• _TAREA SOLICITADA_: Continúa, por favor, el texto sobre la crisis de los pastores en la Iglesia a partir de su última oración.

• _TEXTO DE LA PÁGINA_:
Esta crisis que vivimos hoy como Iglesia desnuda, entre otras cosas, nuestro propio estado interior. ¡Qué feo cuando los fieles laicos nos ven apáticos, insensibles o incluso prejuiciosos con sus deseos de celebrar, de adorar, de reconciliarse!
¡Qué triste si nosotros, los pastores, a quienes los fieles nos llaman “padre", parecemos mucho menos entusiasmados por “apacentar” y “cuidar” a nuestras ovejas e hijos que un “laburante” por su trabajo, un comerciante por su dinero, un político por el poder!
¿Será que hemos perdido el “celo apostólico"? ¿Que ya no nos importa “salvar almas"? ¿Que justificamos nuestra pereza con elaborados argumentos teológicos y pastorales?
Es, tal vez, que nuestra FE se ha debilitado. Que ya no creemos en el poder de la Eucaristía como sí creen nuestros fieles, que ya no valoramos tanto la Reconciliación como ellos sí la valoran… que ya no tendemos a la vida eterna como alguna vez lo hicimos, y nuestros fieles sí lo hacen.
La comodidad, la acedia y la pereza pueden tomar sofisticadas apariencias: pueden esconderse alguna vez tras la “asistencia social", ejercida sin Cristo, al margen de Cristo, escondiendo a Cristo. La caridad cristiana ha movido a los santos a hacer grandes obras al servicio de los miserables en todas las dimensiones de la miseria humana: pero nunca en desmedro de la sublime e irrenunciable misión de anunciar al único Salvador y ofrecerlo a los demás. O la variante “psicologista", la de reducir mi predicación, mis consejos y mis charlas espirituales en sesiones de psicoterapia, siempre más “cómoda” que la invitación a la conversión, o el anuncio del Crucificado. He caído, claro, una y mil veces.
Pero hay otro escondite aún más sutil: el de situarme en el estrado del juez implacable de todo y de todos, el de esgrimir la valentía como único valor supremo, el de emitir anatemas a un lado y a otro, un poco -a veces- con la tentación de autocomplacencia, en especial cuando encontraba “aplaudidores” a cada una de mis airadas peroratas… La de convertirme en un teórico de la pastoral y no “dejarme comer” -como decía Chevrier- por las necesidades de las almas concretas. He caído en esto, claro que sí, y pido clemencia al Señor.

• _REGISTROS PROPORCIONADOS_:
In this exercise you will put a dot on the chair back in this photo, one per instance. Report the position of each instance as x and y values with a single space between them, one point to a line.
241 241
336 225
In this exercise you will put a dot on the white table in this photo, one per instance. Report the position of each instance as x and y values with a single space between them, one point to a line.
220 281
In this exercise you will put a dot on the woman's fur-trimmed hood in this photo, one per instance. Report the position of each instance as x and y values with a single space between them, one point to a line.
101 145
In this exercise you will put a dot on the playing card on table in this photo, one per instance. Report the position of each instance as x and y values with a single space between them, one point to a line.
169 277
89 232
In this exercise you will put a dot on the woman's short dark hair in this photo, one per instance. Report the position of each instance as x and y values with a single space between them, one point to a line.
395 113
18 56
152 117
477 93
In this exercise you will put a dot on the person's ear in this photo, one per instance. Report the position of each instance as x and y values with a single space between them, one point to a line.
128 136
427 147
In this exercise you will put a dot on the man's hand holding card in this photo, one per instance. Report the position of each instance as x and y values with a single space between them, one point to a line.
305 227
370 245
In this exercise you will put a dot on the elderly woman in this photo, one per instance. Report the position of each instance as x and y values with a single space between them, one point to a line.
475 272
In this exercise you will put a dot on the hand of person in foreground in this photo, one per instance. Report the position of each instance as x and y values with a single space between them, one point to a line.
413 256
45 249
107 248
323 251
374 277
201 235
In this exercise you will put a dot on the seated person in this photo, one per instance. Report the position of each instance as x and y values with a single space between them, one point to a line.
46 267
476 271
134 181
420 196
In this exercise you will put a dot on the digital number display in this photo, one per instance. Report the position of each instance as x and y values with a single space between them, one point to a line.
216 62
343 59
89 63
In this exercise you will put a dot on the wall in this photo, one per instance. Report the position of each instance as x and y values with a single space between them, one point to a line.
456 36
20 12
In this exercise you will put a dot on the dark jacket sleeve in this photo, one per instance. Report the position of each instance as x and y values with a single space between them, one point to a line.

• _RESPUESTA DEL EJERCICIO_:
Mi querido lector:
Escribo este post no para que -como sucede a veces, pero esta vez no voy a permitir- aparezca una catarata de comentarios contra curas, obispos y papas, contra el Concilio, contra los cardenales Oullet y los obispos alemanes y contra todo aquello que suponemos es causa de esta situación.
Tampoco lo escribo para “dar lástima", ya que soy muy, muy feliz siendo sacerdote.
Hoy le doy gracias al Señor porque en este tiempo de Coronavirus me ha hecho ver con mucha claridad esto. Porque en estos días -atendiendo a algunos fieles en la parroquia o en sus casas- me he dado cuenta de la Gloria y la Maravilla que es el Sacerdocio.
Hoy comparto estas línas para pedirte: reza por los sacerdotes. Por los que te caen bien y por los que no. Por los que te ayudaron y por los que te dieron “palos". Por los virtuosos y los viciosos.
Los “casos extremos” en el clero suelen ser infrecuentes: santos y pecadores consumados hay sólo alguno en un gran grupo. La inmensa mayoría somos hombres frágiles, que alguna vez recibimos un llamado, que entregamos la vida con alegría pero a quienes los fracasos, las dificultades, nuestras negligencias y las de quienes debían cuidarnos, los pecados y heridas no sanados… pueden haber sumergido en la tibieza, espiritual -primero- y apostólica.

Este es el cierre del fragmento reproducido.